## Set task 1
In the passage on church unity, whose recorded tape is quoted?
## Set task 2
Retype the passage on church unity word for word, from "So the practical" up to and including "intends for us.".

## Text segment
##########

So the practical question of what do we do now, can only be raised and answered in this broader context of who we are and how we learn what God intends for us.

That's the first point I would make about what we do now. We begin by affirming who we are. We cannot know how to proceed until we know who we are. And basic to our biblical understanding of who we are is this: we have been brought into the church by Christ for life together. Moreover, in the church it is axiomatic that we are all here because of Christ - it is Christ who has called each of us. Therefore, we have been given one another, not by our own choice, but by Christ's call. And if we have been given one another by Christ, then we need one another. As I recall from a tape that Carlyle Marney once recorded: "without the other, also created in the image of God and called by God, we cannot know who we are; in part, you have to tell me who I am and I have to tell you who you are; without one another we cannot know who we are. "

Thus, our need for one another in the church is far greater than our need for unanimity of opinion or lifestyle. Let me repeat that: our need for one another is far greater than our need for unanimity of opinion or lifestyle. In scripture this seems clear - when Paul addressed the divisions within the Corinthian church in the first century, he reminded them that they did not primarily belong to Paul's group or opinion, nor to Apollos', nor to Cephas' - these were just people who had varying opinions and theological positions. Rather than belonging to a particular theological position, the people in the church belonged to Christ. "

##########

## Extracted data
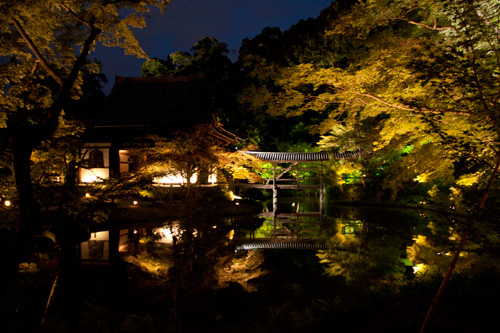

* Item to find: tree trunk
[12,135,40,258]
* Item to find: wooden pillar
[297,162,300,186]
[273,162,278,239]
[319,161,323,225]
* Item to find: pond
[73,198,499,332]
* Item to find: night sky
[90,0,332,93]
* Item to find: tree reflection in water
[114,204,496,331]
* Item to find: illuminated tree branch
[12,19,63,87]
[352,92,471,116]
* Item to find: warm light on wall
[154,175,198,184]
[80,168,109,183]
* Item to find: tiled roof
[242,151,330,162]
[93,75,212,127]
[242,151,366,162]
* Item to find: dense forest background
[143,0,500,211]
[0,0,500,326]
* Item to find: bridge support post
[273,162,278,239]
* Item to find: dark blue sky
[90,0,332,93]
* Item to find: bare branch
[12,19,63,87]
[61,4,91,28]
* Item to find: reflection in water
[81,200,490,290]
[75,202,500,332]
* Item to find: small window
[88,149,104,169]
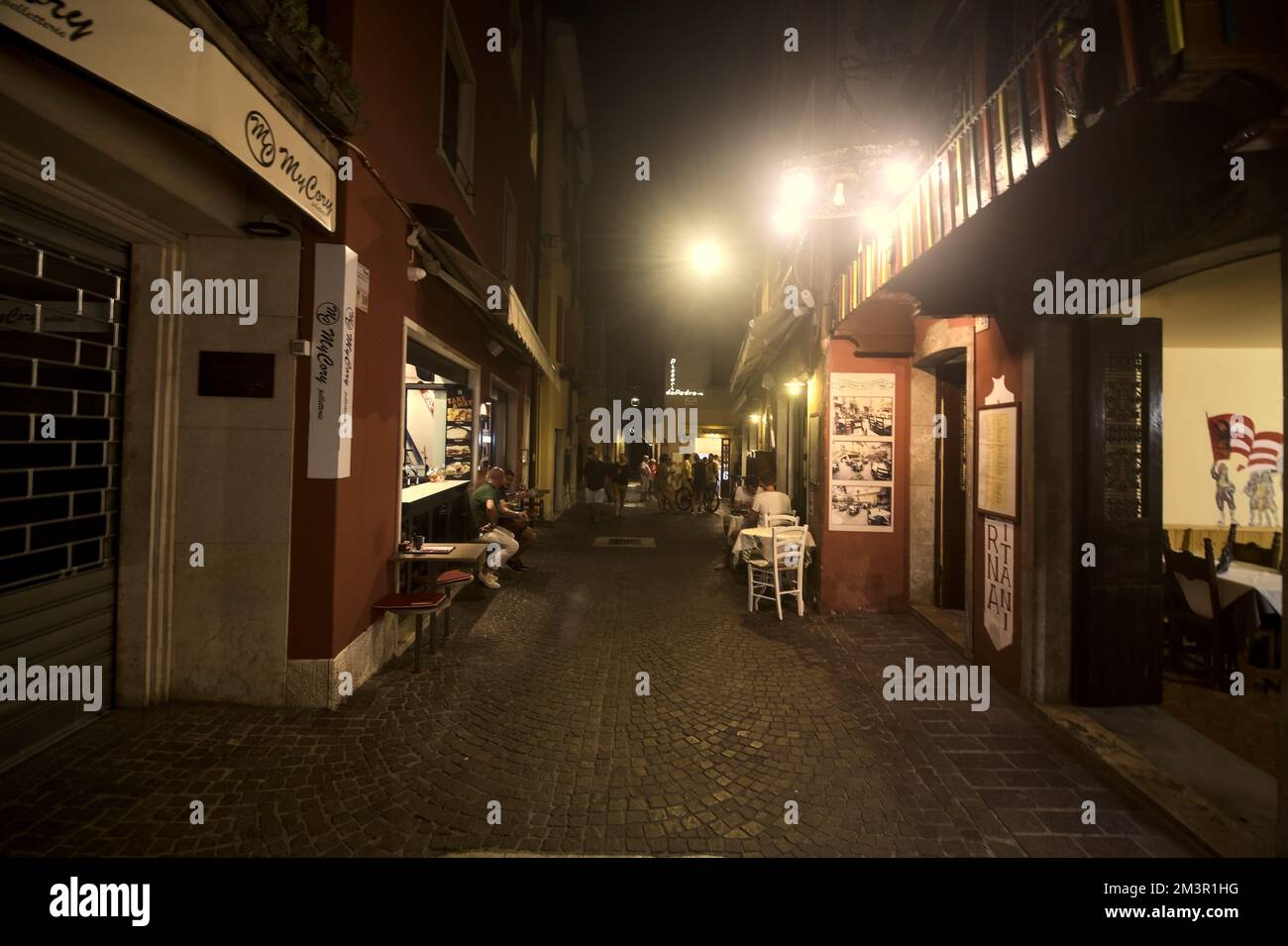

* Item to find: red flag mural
[1207,413,1284,470]
[1239,430,1284,470]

##########

## Correct result 1
Carlyle Marney

## Correct result 2
So the practical question of what do we do now, can only be raised and answered in this broader context of who we are and how we learn what God intends for us.